*作業指示*:
a: 作業療法に関する抄録から、「Occupational Therapy Approaches」から「療法アプローチの提案を行う。」までの部分を、一字一句変えずに書き写してください。
b: 作業療法に関する抄録のうち「日本作業療法士協会において」で始まる段落を、主要な事実を保ったまま箇条書きに書き直してください。
c: 作業療法に関する抄録の最後の文に続けて、その先を書き継いでください。

*提示資料*:
──────────────────────────────
宇宙航空環境医学 Vol. 59, No. 1, 51, 2022

若手の会シンポジウム

リハビリテーション専門職と宇宙医学

宇宙飛行士の仕事を最適化する作業療法アプローチ

植村 優香

京都大学大学院医学研究科

Occupational Therapy Approaches for Human Spaceflight

Yuka Uemura

Graduate School of Medicine, Kyoto University

作業療法士が有人宇宙利用においてできることは何だろうか。本発表では,宇宙作業療法学の萌芽の端緒となることを願い,作業療法の概要の紹介と,宇宙飛行者に対する作業療法アプローチの提案を行う。
 日本作業療法士協会において作業療法は「人々の健康と幸福を促進するために,医療,保健,福祉,教育,職業などの領域で行われる,作業に焦点を当てた治療,指導,援助である。作業とは,対象となる人々にとって目的や価値を持つ生活行為を指す。」と定義されている。作業療法士は対象者を,身体,脳,認知スタイル,情動,価値観,個性,環境,周囲の人との関係性など多角的に捉えた上で,身体を鍛える,道具を使う,物的環境を変える,周囲からの支援を得られるようにする,という4つの方法を組み合わせて支援を行う。地上では,病院・教育・就労支援などの分野において,身体障害,精神障害,子どもから大人の発達障害や,認知症を始めとする高齢者の健康問題など幅広い障害を対象に支援を行っている。
──────────────────────────────
*確認用データ*:
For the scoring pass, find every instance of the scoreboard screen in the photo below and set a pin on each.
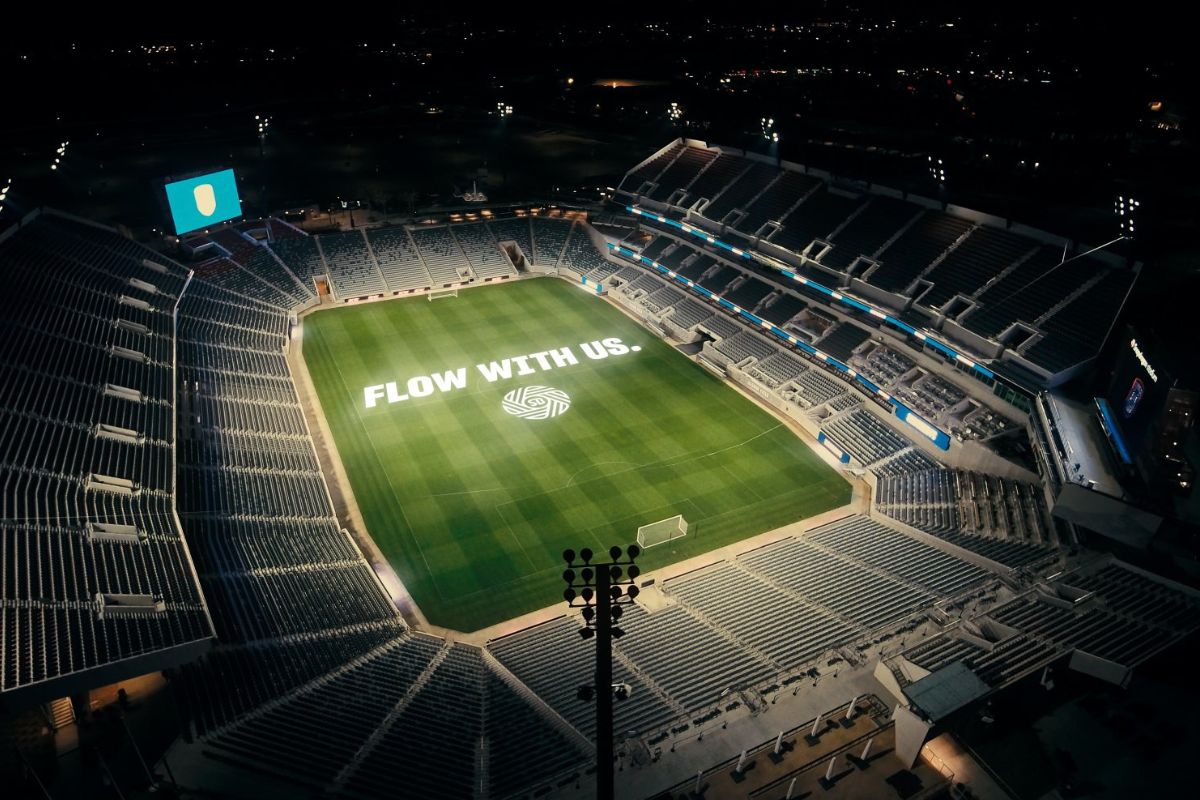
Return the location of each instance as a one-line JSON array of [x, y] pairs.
[[204, 200]]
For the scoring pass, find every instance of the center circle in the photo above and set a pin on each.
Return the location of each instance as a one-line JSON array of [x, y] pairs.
[[535, 402]]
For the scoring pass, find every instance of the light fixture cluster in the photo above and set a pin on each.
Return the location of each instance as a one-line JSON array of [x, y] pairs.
[[59, 155], [616, 577], [937, 170], [768, 130], [1126, 208]]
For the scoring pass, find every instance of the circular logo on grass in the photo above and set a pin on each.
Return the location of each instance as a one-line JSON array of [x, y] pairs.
[[535, 402]]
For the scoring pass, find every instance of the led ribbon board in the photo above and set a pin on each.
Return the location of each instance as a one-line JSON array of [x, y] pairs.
[[205, 200]]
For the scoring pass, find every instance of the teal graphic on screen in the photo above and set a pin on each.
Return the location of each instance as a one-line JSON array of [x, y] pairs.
[[204, 200]]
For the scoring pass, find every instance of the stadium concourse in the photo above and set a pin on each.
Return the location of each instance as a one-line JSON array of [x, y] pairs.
[[166, 506]]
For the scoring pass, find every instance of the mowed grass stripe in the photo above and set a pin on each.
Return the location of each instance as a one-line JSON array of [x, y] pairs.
[[473, 506]]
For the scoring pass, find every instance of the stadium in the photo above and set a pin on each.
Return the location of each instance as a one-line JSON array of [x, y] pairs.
[[312, 486]]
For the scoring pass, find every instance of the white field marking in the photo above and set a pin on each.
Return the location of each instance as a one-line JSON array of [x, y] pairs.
[[391, 488]]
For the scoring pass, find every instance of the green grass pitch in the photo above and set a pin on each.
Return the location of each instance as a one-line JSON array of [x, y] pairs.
[[473, 506]]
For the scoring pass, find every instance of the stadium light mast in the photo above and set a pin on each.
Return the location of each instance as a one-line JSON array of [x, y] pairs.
[[937, 172], [1126, 208], [264, 126], [604, 588]]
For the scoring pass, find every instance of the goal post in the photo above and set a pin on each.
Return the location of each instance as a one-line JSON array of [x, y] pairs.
[[661, 531]]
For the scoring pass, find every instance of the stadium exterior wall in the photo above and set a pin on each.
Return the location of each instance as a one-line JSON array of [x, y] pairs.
[[113, 672]]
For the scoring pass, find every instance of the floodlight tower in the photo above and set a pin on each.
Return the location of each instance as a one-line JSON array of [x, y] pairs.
[[604, 588], [264, 126], [937, 170], [59, 155], [1126, 208]]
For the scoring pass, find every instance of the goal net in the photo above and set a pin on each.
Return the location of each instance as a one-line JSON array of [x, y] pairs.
[[661, 531]]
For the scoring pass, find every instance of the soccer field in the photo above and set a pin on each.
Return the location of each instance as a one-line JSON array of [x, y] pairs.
[[473, 499]]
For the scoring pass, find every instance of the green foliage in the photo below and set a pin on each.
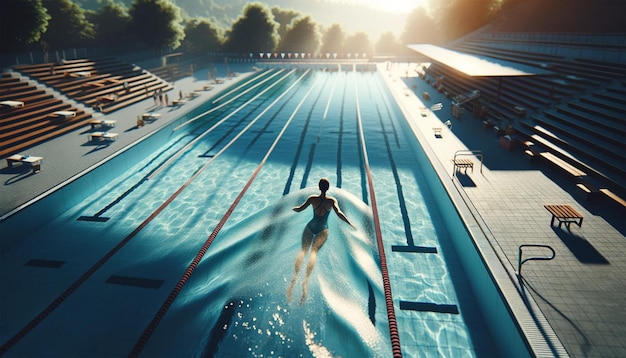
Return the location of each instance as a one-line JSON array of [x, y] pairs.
[[301, 36], [156, 23], [68, 27], [333, 39], [111, 23], [284, 18], [201, 37], [255, 31], [21, 23]]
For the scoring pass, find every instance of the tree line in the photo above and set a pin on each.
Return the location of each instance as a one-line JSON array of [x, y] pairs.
[[27, 25]]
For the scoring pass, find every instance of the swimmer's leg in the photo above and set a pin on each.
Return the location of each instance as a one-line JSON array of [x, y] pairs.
[[307, 236], [317, 244]]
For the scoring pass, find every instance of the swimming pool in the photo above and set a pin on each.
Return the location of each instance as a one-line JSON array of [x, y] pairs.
[[137, 234]]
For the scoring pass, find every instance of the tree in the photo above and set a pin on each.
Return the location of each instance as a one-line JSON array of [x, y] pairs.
[[21, 23], [284, 18], [201, 37], [358, 43], [301, 36], [156, 23], [255, 31], [333, 40], [68, 26], [111, 23]]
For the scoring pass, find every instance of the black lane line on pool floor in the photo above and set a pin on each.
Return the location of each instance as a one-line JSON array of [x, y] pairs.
[[394, 335], [95, 267], [44, 263], [429, 307], [298, 152], [98, 216], [151, 327]]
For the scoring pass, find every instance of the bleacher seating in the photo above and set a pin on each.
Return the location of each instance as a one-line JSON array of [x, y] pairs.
[[578, 113], [103, 84], [33, 123]]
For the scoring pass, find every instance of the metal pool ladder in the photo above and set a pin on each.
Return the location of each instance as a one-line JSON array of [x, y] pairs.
──────────────────────────────
*解答*:
a:
Occupational Therapy Approaches for Human Spaceflight

Yuka Uemura

Graduate School of Medicine, Kyoto University

作業療法士が有人宇宙利用においてできることは何だろうか。本発表では,宇宙作業療法学の萌芽の端緒となることを願い,作業療法の概要の紹介と,宇宙飛行者に対する作業療法アプローチの提案を行う。

b:
- 日本作業療法士協会の定義では、作業療法とは、人々の健康と幸福を促進するために医療、保健、福祉、教育、職業などの領域で行われる、作業に焦点を当てた治療、指導、援助である。
- 作業とは、対象となる人々にとって目的や価値を持つ生活行為を指す。
- 作業療法士は、対象者を身体、脳、認知スタイル、情動、価値観、個性、環境、周囲の人との関係性など多角的に捉える。
- 支援は、身体を鍛える、道具を使う、物的環境を変える、周囲からの支援を得られるようにする、という4つの方法を組み合わせて行う。
- 地上では、病院・教育・就労支援などの分野で、身体障害、精神障害、子どもから大人の発達障害、認知症を始めとする高齢者の健康問題など、幅広い障害を対象としている。

c:
 まず,国際宇宙ステーションに滞在する職業宇宙飛行士に対する作業療法アプローチを考える。宇宙飛行士は国際宇宙ステーションに滞在・生活している間,船内での宇宙実験や船外活動,教育活動,運動等の生産活動,食事,整容等のセルフケア,家族や友人の通信等の余暇活動など,さまざまなことを行っている。これらの活動は作業療法士の視点から,ひとつひとつの「作業」として捉えることができる。言い換えれば,ミッションは作業の連続であり,作業療法技術が応用できるかもしれない。たとえば,宇宙での足の爪切り動作に関して,“Space Life Story Book”(JAXA online:71532_story.pdf (jaxa.jp))に「足の爪を切るときは腹筋に力をいれておかないと姿勢を維持できないのでつらかったです。」という声があり,姿勢や道具の工夫など,宇宙での足の爪切り動作には効率化の余地がある可能性がある。ほかにも,作業療法には精神科領域や就労支援の領域があり,その知見は宇宙でのミッションにおけるBehavioral Health and Performance支援への応用にも可能性がある。ただし,現在の作業療法の主な対象者は地上での日常生活に困難を抱える人であり,対象者を宇宙飛行者に拡大するためには検討が必要である。
 続いて,将来的な応用として,月面でのミッションおよび民間宇宙飛行者への関与について考察する。月面でのミッションにおいては微小重力環境下ではなく低重力環境下での生活を行う必要があり,独特の動作が必要となると考えられる。作業療法の視点は,安全で生活しやすい基地の設計や,月面生活用品の提案,月面でのADL動作の指導や改良に寄与することができるかもしれない。民間宇宙飛行者に対しては,宇宙でのADL動作に関するより細かい訓練や,より安全に過ごすため帰還後の介入が必要となる可能性がある。
 さらに,障害者の宇宙飛行について,現在は身体障害を中心とした疾患が注目されているが,今後,よりさまざまな人が宇宙に行くチャンスを得るために,幅広い障害を対象としてきた作業療法の知見は応用可能性があると考える。
 このように,宇宙という厳しい環境でひとが暮らし働く時,地上において,制限のある状態でその人らしく生活する方法を探求してきた作業療法士の知見は価値を発揮することができるのではないだろうか。